- Given exercise
Can you change every "keypoint" in the items below to "marker" and leave everything else as it is?

- Entries from a dataset
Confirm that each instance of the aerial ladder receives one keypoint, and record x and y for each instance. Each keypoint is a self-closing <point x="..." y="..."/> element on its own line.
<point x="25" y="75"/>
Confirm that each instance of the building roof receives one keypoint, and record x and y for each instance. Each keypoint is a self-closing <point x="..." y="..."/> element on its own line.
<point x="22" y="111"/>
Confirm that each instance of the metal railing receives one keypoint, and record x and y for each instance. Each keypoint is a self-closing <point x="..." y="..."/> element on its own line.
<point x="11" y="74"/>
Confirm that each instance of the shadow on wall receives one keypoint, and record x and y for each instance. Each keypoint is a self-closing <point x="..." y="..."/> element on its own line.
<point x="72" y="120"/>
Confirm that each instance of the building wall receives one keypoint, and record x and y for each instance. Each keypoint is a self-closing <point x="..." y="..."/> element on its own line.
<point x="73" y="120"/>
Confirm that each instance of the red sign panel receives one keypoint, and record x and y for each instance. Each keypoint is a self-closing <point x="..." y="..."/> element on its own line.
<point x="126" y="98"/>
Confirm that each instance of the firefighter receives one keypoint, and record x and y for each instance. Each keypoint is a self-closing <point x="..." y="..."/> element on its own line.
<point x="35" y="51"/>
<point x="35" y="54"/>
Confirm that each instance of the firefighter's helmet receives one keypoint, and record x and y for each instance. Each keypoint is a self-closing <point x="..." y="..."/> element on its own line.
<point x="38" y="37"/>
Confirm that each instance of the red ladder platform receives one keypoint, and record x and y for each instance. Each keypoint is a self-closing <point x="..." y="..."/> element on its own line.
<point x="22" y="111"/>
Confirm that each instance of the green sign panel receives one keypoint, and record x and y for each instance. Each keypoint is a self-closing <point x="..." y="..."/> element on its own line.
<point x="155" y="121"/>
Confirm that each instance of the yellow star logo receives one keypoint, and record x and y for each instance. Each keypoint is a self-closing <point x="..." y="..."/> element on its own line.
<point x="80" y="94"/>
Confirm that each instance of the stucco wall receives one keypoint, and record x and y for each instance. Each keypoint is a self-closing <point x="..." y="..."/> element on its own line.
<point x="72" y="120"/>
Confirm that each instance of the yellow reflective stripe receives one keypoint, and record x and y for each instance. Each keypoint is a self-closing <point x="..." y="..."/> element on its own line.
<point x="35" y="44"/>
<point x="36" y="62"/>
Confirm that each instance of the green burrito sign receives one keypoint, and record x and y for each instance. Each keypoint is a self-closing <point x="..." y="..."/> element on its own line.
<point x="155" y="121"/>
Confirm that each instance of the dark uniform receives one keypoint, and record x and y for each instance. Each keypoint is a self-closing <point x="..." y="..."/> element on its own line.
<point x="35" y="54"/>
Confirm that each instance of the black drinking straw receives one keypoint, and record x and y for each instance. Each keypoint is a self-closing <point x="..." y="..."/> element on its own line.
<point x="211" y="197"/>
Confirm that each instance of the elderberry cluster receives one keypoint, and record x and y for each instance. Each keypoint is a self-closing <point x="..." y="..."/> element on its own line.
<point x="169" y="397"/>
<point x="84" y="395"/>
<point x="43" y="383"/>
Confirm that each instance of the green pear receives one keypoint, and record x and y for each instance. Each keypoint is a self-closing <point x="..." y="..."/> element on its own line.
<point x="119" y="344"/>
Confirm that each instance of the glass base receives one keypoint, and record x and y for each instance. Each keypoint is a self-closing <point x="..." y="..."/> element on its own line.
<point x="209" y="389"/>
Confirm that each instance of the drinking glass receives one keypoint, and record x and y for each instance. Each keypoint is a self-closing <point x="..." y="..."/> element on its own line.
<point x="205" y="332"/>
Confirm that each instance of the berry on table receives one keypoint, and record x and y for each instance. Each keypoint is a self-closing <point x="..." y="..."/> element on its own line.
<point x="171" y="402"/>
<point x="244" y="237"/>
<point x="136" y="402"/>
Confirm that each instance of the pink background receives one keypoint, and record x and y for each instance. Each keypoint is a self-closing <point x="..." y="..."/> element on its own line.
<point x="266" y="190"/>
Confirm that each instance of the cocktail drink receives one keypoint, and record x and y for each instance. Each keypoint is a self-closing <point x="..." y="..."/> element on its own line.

- Result of the exercise
Confirm that each instance of the aerial ladder receives one marker, and record x and y for each instance. Each marker is a self-closing <point x="..." y="..."/> element on its own line.
<point x="25" y="75"/>
Confirm that each instance of the building roof receives one marker, and record x and y for each instance. Each marker is a self-closing <point x="..." y="..."/> element on its own line.
<point x="22" y="111"/>
Confirm that each instance of the metal railing receives one marker, and record x and y for each instance. Each marker is a self-closing <point x="..." y="..."/> element on its own line.
<point x="11" y="74"/>
Confirm that each instance of the shadow on wall receives one marker, and record x and y for each instance. Each marker is a self-closing <point x="..." y="..."/> element on its own line.
<point x="72" y="120"/>
Confirm that each instance of the building wall receives one marker, and record x and y for each instance. Each marker is a self-closing <point x="..." y="..."/> element on its own line.
<point x="73" y="120"/>
Confirm that each instance of the red sign panel receives one marker, and record x and y for each instance. Each marker is a self-closing <point x="..." y="..."/> element on its own line.
<point x="126" y="98"/>
Confirm that each instance of the firefighter receives one marker, and record x and y for each instance. Each marker is a self-closing <point x="..." y="..."/> element on its own line.
<point x="35" y="51"/>
<point x="35" y="54"/>
Confirm that each instance of the firefighter's helmet receives one marker, and record x and y for each instance. Each marker is a self-closing <point x="..." y="..."/> element on its own line.
<point x="38" y="37"/>
Confirm that each instance of the red ladder platform receives one marker, and record x and y for each instance. Each marker is a self-closing <point x="..." y="..."/> element on its own line.
<point x="22" y="111"/>
Confirm that each instance of the green sign panel receives one marker, and record x and y for each instance. Each marker is a self-closing <point x="..." y="..."/> element on its own line.
<point x="155" y="121"/>
Confirm that each instance of the yellow star logo receives one marker, and record x and y for each instance. Each marker is a self-closing <point x="..." y="..."/> element on its own line.
<point x="80" y="94"/>
Confirm that each instance of the stucco wall receives one marker, and record x and y for each instance. Each marker is a self-closing <point x="..." y="..."/> element on its own line.
<point x="72" y="120"/>
Confirm that each instance of the yellow reflective stripe receives one marker, and record x and y for each instance. Each marker is a self-closing <point x="..." y="..."/> element on its own line.
<point x="35" y="44"/>
<point x="36" y="62"/>
Confirm that each instance of the green burrito sign receives one marker, and record x and y for each instance. Each marker is a self-closing <point x="..." y="..."/> element on its own line.
<point x="155" y="121"/>
Confirm that each instance of the dark uniform receives one marker, and record x and y for each instance. Each marker is a self-closing <point x="..." y="..."/> element on its own line.
<point x="35" y="54"/>
Confirm that each instance of the black drinking straw receives one marker, and record x and y for each instance. Each marker is a self-closing <point x="..." y="..."/> element on its own line.
<point x="211" y="197"/>
Confirm that each instance of the elderberry cluster receives one marker, and record x and y for each instance. Each marker is a self-closing <point x="..." y="..."/> element on its own line.
<point x="169" y="397"/>
<point x="84" y="395"/>
<point x="43" y="383"/>
Confirm that each instance of the green pear receives one marker, and record x and y for each instance. Each marker is a self-closing <point x="..." y="..."/> element on its own line.
<point x="119" y="344"/>
Confirm that each instance of the glass base receives one marker, and record x and y for each instance. Each marker is a self-closing <point x="..." y="..."/> element on its own line.
<point x="209" y="389"/>
Confirm that each instance of the drinking glass receives one marker, and record x and y for each instance. Each marker is a self-closing <point x="..." y="..."/> element on its own line.
<point x="205" y="332"/>
Confirm that each instance of the berry on table receives one marker, and record x and y for each instance. Each marker is a self-closing <point x="..." y="..."/> element on its own line.
<point x="171" y="402"/>
<point x="244" y="237"/>
<point x="136" y="402"/>
Confirm that each instance of the pink background receives one marker, and record x and y for each instance. Each marker is a self-closing <point x="..." y="..."/> element on its own line.
<point x="266" y="190"/>
Confirm that each instance of the cocktail drink receives one marker, and record x and y for each instance. Each marker is a self-closing <point x="..." y="..."/> element on its own line.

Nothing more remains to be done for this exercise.